§ **Reading text**:
## BEGIN

Women in Science Fiction

by Paul Schilling

Women in science fiction have had a roller coaster ride. The first woman starship captain wasn’t on Star Trek, she was in “Starship Troopers,” a novel of a previous generation’s sci-fi first published in book form in 1959. (Originally it was serialized in The Magazine of Fantasy and Science Fiction.) Heinlein apparently believed women made better pilots than men, so put them in charge of the space navy, but the idea didn’t stick well to the genre. Author Isaac Asimov wrote numerous short stories staring a sort of detective heroine Susan Calvin, chief robopsychologist at US Robots and Mechanical Men. Calvin was accurately portrayed in “I, Robot” the movie, but she had to play second fiddle to the ever charming Will Smith.

But even in the literature, the fact that these heroines were women required commentary by the writer to explain it. What made “Star Trek” some of the most feminist sci-fi out there is that the characters so rarely commented on women being officers; they assumed women could be officers. Certainly it took the series a while to actually put a woman in the big chair, but just like in real life, women climbed the chains of command, and in only one episode did anyone argue the point. They mostly accepted women’s abilities as too obvious to require comment. The original Uhura may have only rarely been allowed anything interesting to do, but her character’s very existance was still a shock to the American psyche; after the series was cancelled Nichelle Nichols went on to help NASA recruit more women and minorities.

## END

§ **Your objective**: According to the essay on women in science fiction, what did Nichelle Nichols go on to do after the series was canceled? The records are material separate from the essay on women in science fiction.

§ **Provided material**:
## BEGIN

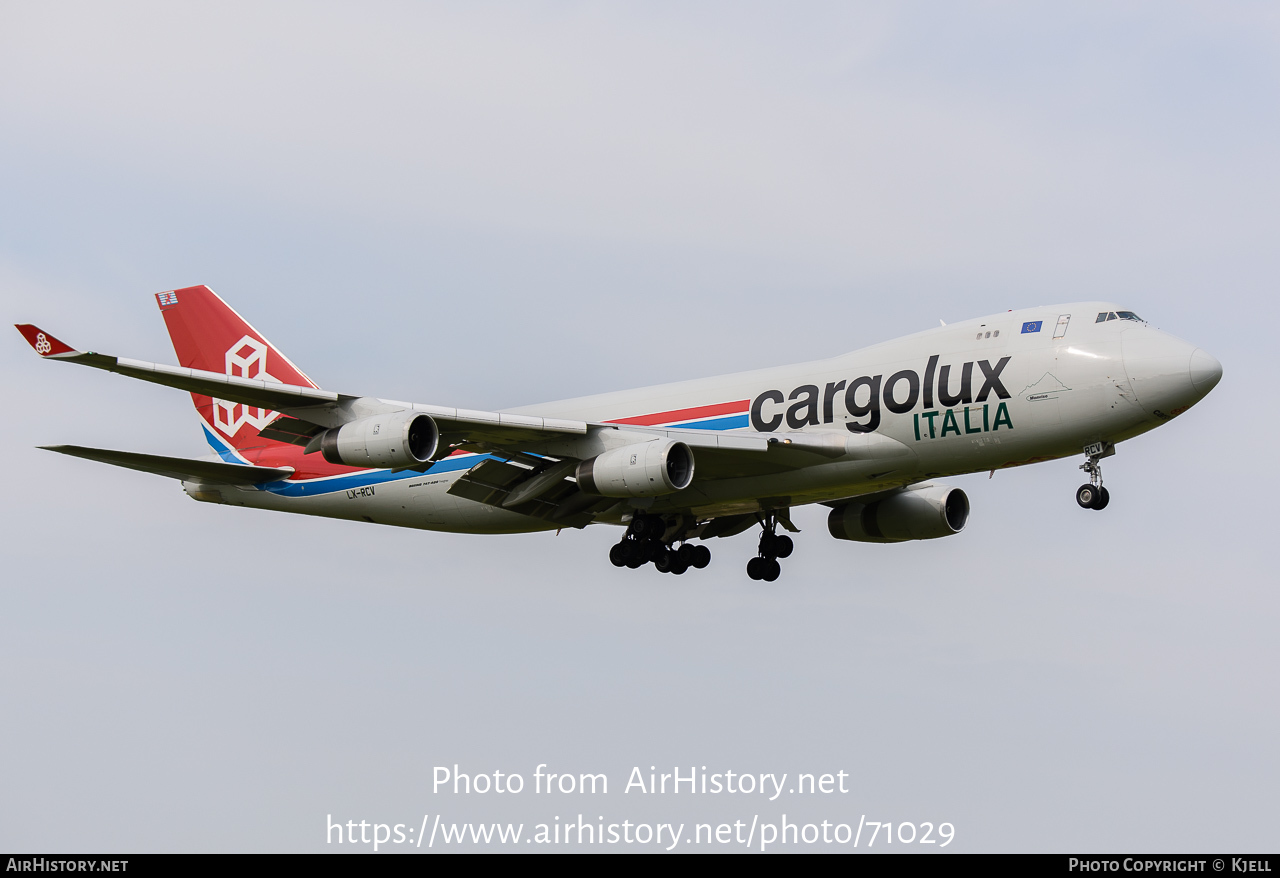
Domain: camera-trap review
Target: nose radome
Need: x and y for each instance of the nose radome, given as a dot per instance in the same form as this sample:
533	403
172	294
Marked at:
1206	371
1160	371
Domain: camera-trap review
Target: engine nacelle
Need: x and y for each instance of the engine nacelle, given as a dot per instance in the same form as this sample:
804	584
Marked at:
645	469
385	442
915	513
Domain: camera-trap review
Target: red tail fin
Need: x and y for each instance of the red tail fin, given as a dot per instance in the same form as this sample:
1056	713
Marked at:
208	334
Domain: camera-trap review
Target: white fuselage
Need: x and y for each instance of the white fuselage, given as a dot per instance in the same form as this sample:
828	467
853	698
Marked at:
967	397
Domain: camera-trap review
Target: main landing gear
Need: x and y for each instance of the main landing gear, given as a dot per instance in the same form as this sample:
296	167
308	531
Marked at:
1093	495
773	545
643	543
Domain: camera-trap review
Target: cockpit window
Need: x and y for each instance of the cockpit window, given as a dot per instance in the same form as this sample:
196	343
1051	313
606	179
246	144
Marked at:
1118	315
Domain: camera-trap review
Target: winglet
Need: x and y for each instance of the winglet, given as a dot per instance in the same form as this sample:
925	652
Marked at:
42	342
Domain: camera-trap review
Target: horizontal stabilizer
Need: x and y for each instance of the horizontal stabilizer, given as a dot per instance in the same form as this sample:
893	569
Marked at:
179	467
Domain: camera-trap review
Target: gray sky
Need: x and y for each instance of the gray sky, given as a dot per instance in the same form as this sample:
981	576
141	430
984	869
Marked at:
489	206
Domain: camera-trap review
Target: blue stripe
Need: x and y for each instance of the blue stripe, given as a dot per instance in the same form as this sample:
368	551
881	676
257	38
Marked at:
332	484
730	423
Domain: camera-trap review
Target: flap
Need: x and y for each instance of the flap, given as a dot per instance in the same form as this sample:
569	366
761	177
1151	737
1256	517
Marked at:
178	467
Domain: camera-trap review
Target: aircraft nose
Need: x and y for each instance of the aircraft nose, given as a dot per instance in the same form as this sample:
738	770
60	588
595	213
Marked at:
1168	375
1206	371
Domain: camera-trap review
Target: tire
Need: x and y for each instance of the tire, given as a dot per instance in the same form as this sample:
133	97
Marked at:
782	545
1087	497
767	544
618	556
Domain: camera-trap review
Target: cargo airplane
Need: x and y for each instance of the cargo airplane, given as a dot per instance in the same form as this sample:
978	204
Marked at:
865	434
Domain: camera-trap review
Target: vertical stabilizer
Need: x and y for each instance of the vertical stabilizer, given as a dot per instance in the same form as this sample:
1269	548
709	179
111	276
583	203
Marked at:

## END

§ **Solution to this problem**: She helped NASA recruit more women and minorities.